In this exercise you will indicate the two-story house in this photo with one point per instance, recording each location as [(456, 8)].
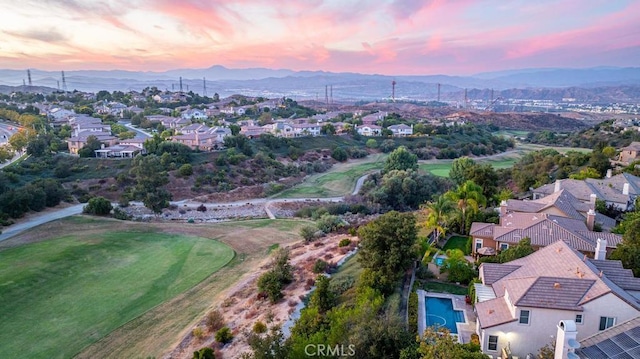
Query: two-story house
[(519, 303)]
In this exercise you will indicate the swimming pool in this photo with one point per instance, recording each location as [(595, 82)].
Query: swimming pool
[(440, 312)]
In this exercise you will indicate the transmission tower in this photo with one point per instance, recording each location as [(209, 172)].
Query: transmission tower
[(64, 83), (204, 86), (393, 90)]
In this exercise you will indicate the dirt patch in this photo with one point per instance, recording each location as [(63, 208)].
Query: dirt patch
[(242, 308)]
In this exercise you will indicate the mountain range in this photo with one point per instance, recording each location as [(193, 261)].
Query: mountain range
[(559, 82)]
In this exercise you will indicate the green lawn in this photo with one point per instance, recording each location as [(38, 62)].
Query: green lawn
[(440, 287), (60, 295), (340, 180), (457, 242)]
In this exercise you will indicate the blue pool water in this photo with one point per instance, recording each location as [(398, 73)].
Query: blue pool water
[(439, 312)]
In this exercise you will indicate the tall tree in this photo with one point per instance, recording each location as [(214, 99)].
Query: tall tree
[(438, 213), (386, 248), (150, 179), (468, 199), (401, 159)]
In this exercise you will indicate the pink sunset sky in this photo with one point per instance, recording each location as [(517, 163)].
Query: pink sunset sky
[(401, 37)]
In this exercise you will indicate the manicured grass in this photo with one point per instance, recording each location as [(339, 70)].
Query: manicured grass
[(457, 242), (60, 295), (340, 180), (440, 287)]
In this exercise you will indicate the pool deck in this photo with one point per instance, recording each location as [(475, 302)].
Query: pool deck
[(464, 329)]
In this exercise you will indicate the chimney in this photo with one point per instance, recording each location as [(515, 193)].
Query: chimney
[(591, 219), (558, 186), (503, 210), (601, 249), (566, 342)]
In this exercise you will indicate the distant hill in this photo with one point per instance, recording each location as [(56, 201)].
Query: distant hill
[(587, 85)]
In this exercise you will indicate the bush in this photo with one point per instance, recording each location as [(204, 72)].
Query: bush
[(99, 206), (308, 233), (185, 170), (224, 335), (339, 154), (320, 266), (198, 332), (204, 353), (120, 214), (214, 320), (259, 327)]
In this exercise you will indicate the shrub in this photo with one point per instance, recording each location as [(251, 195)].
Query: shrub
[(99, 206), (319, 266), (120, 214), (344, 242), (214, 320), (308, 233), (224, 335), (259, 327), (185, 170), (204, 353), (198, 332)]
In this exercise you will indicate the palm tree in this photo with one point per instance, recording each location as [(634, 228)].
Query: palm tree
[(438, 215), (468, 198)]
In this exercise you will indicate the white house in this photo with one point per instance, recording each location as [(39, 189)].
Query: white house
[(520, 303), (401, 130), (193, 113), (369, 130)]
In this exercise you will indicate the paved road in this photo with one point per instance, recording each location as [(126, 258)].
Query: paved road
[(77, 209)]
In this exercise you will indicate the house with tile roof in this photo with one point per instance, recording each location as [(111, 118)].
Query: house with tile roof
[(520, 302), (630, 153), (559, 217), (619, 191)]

○ ○ ○ ○ ○ ○ ○

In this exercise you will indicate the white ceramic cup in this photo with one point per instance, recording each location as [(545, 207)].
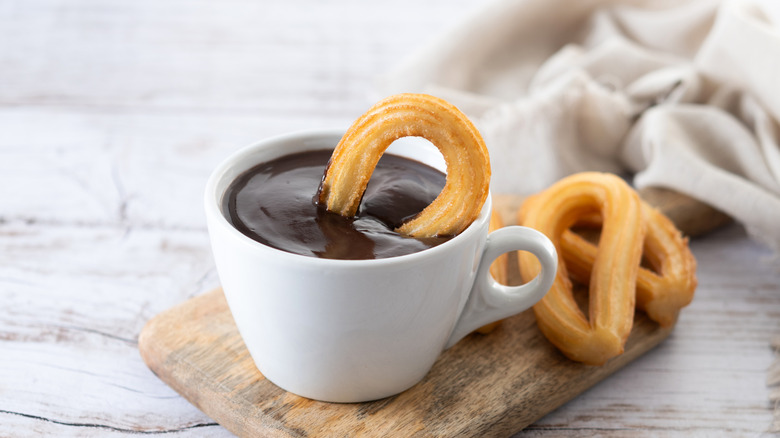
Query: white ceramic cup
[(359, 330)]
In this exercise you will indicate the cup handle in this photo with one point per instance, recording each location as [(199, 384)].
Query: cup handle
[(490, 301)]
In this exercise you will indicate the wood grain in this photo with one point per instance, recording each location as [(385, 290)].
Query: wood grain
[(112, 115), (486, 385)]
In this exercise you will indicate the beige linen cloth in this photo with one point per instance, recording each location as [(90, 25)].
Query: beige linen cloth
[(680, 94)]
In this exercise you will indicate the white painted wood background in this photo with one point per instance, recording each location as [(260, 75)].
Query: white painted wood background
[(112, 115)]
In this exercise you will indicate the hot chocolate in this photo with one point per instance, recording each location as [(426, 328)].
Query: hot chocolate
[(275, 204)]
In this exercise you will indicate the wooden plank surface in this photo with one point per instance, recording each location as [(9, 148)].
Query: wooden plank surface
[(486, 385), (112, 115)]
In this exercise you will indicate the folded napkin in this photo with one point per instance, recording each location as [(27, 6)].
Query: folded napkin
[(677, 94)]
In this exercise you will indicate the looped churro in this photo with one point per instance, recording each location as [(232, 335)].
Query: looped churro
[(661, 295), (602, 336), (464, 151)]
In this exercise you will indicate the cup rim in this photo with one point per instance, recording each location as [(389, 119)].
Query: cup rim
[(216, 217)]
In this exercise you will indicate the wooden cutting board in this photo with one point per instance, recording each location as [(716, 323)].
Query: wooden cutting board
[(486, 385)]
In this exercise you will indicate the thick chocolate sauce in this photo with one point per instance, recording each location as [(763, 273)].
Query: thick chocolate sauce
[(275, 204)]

○ ○ ○ ○ ○ ○ ○

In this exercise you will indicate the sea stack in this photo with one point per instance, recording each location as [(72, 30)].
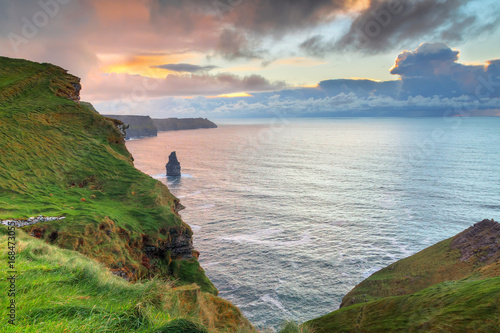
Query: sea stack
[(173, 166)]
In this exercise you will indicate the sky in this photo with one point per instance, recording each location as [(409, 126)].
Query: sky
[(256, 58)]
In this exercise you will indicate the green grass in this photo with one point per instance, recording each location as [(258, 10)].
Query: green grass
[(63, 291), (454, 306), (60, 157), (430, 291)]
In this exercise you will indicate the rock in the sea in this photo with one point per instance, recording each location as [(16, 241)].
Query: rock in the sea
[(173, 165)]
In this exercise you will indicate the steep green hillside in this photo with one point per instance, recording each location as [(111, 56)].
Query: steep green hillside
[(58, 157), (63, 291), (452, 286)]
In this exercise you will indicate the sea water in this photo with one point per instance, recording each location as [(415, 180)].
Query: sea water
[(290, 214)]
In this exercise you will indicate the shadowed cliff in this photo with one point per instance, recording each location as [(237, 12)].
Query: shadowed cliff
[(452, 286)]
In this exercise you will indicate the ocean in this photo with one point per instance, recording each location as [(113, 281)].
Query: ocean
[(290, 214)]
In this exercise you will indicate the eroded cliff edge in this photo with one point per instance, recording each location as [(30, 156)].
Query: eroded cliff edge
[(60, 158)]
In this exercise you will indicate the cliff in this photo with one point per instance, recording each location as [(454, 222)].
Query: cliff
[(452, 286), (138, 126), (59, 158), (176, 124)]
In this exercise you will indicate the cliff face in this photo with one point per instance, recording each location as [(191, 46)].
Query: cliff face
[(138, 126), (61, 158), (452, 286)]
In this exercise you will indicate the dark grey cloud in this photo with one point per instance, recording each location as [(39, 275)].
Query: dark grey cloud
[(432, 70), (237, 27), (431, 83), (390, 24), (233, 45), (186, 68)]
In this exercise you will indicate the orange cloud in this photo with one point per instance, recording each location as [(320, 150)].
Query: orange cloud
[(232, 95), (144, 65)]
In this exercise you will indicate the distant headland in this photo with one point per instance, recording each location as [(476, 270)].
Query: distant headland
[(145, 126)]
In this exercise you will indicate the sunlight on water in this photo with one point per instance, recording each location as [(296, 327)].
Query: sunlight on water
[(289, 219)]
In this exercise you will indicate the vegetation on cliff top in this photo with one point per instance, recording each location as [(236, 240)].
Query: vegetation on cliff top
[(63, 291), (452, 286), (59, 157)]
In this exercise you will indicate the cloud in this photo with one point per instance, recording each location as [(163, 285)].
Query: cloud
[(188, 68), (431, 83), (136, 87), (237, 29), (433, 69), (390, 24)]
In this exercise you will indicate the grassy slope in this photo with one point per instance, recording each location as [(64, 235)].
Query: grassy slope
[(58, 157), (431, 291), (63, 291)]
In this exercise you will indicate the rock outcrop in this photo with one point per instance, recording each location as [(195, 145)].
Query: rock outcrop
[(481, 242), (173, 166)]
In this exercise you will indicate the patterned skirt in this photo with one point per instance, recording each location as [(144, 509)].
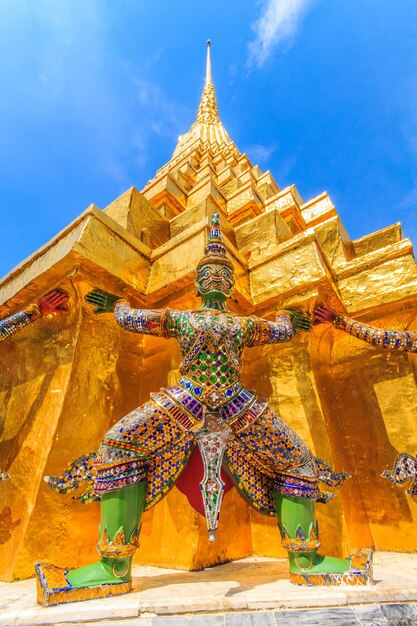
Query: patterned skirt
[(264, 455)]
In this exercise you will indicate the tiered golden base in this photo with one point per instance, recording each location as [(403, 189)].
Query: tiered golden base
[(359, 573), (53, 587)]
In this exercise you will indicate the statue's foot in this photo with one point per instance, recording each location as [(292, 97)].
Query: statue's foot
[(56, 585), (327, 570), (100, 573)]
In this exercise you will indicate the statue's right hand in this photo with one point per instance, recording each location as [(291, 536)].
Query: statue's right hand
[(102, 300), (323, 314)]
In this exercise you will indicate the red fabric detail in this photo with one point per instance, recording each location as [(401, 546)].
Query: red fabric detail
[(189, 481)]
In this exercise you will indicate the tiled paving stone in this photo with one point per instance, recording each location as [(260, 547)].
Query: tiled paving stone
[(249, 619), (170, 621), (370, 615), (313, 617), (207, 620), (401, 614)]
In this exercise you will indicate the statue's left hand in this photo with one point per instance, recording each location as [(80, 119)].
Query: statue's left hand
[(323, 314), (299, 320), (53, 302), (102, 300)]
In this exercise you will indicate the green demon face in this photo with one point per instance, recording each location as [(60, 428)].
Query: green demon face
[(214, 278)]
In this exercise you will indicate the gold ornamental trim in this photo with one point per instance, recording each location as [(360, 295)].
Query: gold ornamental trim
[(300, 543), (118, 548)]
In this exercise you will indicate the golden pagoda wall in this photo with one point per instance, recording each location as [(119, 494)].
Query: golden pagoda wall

○ ○ ○ ○ ○ ○ ○

Can you reproduce the data, word for word, between the lines holding "In this exercise you will indicate the green demon" and "[(300, 543), (118, 548)]", inclusive?

Output of the task:
In this exercise you will indicate the green demon face in this photo with one point per instance, recording each location as [(60, 428)].
Query: green demon face
[(214, 278)]
In this exercise you will indicate the gold ornamental trim in this photo with one point per instance, recording each location as [(360, 295)].
Query: gold ornamental trim
[(300, 543), (118, 548)]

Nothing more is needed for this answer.